* _Work to complete_
Go through the material and return every line that contains the string "dirt".

* _Excerpted records_
BEGIN
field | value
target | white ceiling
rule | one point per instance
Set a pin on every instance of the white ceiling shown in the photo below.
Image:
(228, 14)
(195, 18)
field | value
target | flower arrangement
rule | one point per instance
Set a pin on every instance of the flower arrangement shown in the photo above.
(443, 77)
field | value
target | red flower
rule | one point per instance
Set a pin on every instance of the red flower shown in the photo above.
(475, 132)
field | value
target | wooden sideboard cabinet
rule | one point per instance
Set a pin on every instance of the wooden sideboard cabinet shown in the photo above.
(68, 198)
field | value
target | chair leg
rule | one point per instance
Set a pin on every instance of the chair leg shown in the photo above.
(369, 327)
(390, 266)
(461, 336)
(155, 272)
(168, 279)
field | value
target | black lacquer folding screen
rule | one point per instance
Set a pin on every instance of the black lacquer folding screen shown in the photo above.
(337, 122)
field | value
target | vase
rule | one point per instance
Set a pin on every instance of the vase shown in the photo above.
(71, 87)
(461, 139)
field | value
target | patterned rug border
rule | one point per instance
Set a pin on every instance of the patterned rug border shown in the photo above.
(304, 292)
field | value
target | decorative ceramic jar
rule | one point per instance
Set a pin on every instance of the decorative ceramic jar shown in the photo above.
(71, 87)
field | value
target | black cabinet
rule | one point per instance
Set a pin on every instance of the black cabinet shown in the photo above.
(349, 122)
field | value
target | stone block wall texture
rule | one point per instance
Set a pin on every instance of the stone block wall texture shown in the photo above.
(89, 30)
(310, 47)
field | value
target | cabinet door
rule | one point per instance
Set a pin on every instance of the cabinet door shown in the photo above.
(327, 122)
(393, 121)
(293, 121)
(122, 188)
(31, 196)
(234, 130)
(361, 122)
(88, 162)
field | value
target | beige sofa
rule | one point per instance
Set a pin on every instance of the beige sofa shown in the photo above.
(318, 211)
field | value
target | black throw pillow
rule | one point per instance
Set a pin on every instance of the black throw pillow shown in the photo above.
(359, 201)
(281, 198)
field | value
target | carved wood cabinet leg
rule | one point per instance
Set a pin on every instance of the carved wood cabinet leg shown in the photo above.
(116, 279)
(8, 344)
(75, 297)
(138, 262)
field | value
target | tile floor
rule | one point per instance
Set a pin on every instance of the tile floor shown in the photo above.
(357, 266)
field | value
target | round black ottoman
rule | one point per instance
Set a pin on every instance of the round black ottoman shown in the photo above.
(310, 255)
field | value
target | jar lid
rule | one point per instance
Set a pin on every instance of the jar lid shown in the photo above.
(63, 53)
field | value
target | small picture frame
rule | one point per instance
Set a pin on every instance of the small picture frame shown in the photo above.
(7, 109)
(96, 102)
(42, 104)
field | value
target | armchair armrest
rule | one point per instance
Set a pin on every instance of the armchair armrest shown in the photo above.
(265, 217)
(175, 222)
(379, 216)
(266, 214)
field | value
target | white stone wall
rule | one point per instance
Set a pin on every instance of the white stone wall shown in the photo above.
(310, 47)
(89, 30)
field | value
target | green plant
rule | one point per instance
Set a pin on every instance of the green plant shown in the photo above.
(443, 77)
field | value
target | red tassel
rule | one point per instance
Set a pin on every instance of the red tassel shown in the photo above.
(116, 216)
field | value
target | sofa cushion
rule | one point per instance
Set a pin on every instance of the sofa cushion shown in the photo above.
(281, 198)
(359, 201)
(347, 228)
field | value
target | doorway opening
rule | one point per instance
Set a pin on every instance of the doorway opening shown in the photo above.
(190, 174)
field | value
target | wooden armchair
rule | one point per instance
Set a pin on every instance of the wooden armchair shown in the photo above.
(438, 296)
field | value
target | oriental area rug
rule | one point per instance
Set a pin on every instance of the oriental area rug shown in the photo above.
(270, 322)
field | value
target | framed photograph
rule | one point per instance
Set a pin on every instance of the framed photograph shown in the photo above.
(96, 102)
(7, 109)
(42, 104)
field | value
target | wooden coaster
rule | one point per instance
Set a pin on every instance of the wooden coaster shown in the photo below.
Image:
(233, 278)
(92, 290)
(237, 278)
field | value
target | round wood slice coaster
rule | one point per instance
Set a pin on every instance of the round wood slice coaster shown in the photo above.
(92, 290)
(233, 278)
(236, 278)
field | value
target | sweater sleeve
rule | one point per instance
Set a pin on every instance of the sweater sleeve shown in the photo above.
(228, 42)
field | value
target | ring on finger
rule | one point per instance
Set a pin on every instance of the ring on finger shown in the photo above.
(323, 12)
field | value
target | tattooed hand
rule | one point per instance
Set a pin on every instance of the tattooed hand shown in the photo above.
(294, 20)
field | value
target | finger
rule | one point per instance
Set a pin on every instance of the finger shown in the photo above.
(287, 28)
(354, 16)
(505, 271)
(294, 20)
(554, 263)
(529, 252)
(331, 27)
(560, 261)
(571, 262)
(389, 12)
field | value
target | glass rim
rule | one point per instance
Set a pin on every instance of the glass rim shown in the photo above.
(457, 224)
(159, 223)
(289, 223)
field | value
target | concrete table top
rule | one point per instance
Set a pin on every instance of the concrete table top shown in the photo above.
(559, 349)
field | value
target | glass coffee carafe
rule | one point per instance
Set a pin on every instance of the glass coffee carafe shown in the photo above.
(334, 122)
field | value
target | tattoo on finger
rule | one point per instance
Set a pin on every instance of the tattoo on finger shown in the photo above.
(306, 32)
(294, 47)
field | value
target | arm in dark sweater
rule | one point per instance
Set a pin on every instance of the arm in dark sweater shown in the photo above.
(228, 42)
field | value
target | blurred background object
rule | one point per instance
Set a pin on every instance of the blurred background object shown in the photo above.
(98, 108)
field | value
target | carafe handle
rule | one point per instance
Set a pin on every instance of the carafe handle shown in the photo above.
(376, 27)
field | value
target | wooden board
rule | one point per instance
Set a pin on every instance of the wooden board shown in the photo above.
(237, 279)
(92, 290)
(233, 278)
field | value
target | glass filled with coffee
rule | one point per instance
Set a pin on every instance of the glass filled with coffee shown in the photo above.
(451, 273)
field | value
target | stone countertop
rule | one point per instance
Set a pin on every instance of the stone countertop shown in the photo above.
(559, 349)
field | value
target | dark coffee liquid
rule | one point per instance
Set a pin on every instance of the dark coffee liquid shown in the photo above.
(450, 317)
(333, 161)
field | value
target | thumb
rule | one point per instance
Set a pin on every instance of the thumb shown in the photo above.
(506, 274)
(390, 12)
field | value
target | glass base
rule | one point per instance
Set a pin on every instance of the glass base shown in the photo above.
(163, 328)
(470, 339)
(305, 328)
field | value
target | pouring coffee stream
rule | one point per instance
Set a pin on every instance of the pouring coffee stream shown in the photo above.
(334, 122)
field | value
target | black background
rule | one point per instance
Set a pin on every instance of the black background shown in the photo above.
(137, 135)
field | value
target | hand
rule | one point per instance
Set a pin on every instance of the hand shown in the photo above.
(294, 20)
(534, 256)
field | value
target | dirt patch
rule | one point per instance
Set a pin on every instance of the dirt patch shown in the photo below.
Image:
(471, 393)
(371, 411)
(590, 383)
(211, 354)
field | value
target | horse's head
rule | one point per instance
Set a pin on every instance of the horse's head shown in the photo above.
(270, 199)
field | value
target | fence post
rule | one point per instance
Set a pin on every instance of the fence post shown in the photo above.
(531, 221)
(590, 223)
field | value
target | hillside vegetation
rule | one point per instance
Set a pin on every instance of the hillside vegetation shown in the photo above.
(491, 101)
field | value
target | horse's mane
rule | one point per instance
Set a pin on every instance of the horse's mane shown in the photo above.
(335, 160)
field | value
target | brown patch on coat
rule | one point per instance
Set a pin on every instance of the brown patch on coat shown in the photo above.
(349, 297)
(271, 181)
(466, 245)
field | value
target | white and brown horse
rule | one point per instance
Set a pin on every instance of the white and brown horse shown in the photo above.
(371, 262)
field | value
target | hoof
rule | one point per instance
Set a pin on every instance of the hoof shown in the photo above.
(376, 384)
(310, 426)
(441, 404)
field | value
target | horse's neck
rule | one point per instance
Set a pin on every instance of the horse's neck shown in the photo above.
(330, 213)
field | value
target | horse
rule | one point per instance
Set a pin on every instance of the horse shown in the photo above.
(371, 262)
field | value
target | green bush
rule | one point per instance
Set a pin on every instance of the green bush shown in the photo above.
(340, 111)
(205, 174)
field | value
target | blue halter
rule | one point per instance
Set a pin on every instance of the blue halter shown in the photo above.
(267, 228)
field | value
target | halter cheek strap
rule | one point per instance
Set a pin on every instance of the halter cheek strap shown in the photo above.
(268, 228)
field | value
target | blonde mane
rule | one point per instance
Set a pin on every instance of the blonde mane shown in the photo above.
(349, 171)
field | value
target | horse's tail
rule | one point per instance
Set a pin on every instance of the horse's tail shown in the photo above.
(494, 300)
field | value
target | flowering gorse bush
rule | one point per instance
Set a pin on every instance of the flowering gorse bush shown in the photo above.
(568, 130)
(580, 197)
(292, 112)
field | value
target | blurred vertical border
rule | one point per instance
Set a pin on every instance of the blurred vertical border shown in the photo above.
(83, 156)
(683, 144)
END
* _Completed task_
target | dirt patch
Set a pin on every instance of the dirt patch shown in the photo below.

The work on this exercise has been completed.